Aim of the exercise
Rewrite the Ankara blast report, starting with "However, the chief" and going on through "were heavily wounded.", and put "seriously wounded" in place of "heavily wounded".

Start of Given text

At least 86 killed in twin blast in Turkey’s Ankara ahead of peace rally


Two explosions shook a road junction in the center of the Turkish capital Ankara on Oct. 10, causing many casualties including fatalities, at least 86 according to the Interior Ministry, ahead of a “peace” meeting, Doğan News Agency reported.

126 people were injured at the attacks, the ministry said in a written statement.

However, the chief public prosecutor in Ankara said the death toll was even higher.

86 people died at the attack scene as 17 others died at the hospitals, Prosecutor Harun Kodalak told Hürriyet.

“Some remain under critical condition. We fear that the death toll will rise,” he said.

Osman Nacar, the head of the emergency desk at the ministry, said 20 people were heavily wounded.

The blasts were at the two sides of the exit of the main train station in the city, where the People’s Democratic Party (HDP) supporters were gathering.

The cause of the blasts was not immediately clear.

Turkey’s state-run Anadolu Agency reported that it could be a suicide bomber, as eye witnesses said human flesh was all over the scene.

Blasts occurred ahead of a planned “peace” march organized by labor unions and a number of NGOs to protest against the conflict between the state and militants of the outlawed Kurdistan Workers’ Party (PKK) in southeast Turkey.

Organizers have cancelled the meeting, calling on participants from other cities to return. They also called on people to donate blood for numbers of injured people atAnkara hospitals.

The police emptied the scene to avoid more casualties in any possible third attack.

The police fired in the air to disperse protesters from the scene. Demonstrators angered by the attack on their fellow activists shouted “police murderers,” AFP reported, but were then dispersed as the security forces intervened.

End of Given text
Start of Dataset extract

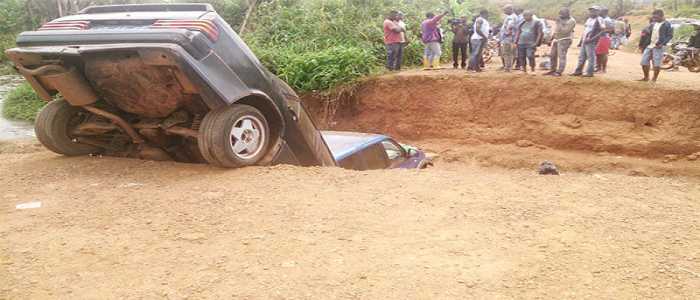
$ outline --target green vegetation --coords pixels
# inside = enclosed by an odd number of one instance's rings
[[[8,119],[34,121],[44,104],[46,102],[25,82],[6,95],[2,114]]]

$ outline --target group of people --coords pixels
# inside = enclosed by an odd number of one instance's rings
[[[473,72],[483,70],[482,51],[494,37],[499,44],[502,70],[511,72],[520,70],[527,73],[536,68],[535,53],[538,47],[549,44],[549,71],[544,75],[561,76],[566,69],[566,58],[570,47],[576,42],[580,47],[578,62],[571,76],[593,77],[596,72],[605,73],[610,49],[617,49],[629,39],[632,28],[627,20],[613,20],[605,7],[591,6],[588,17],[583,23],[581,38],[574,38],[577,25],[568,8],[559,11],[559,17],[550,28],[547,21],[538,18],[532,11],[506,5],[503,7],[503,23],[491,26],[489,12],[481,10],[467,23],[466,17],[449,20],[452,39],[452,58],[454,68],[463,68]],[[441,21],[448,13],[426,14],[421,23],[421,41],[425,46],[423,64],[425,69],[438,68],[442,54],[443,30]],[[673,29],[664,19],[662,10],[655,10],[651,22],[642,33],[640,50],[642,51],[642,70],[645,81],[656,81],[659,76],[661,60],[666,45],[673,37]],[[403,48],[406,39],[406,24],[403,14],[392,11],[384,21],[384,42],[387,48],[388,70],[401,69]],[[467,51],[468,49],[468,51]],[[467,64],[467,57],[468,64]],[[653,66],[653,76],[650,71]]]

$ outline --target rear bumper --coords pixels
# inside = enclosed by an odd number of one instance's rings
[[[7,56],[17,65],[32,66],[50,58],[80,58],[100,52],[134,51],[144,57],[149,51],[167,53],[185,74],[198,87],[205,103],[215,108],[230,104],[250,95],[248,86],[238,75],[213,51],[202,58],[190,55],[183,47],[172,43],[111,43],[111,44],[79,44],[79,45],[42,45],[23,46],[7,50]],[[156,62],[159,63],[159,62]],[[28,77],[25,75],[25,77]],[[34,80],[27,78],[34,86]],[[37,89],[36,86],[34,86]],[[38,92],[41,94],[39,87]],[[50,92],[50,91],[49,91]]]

End of Dataset extract

Response
However, the chief public prosecutor in Ankara said the death toll was even higher.

86 people died at the attack scene as 17 others died at the hospitals, Prosecutor Harun Kodalak told Hürriyet.

“Some remain under critical condition. We fear that the death toll will rise,” he said.

Osman Nacar, the head of the emergency desk at the ministry, said 20 people were seriously wounded.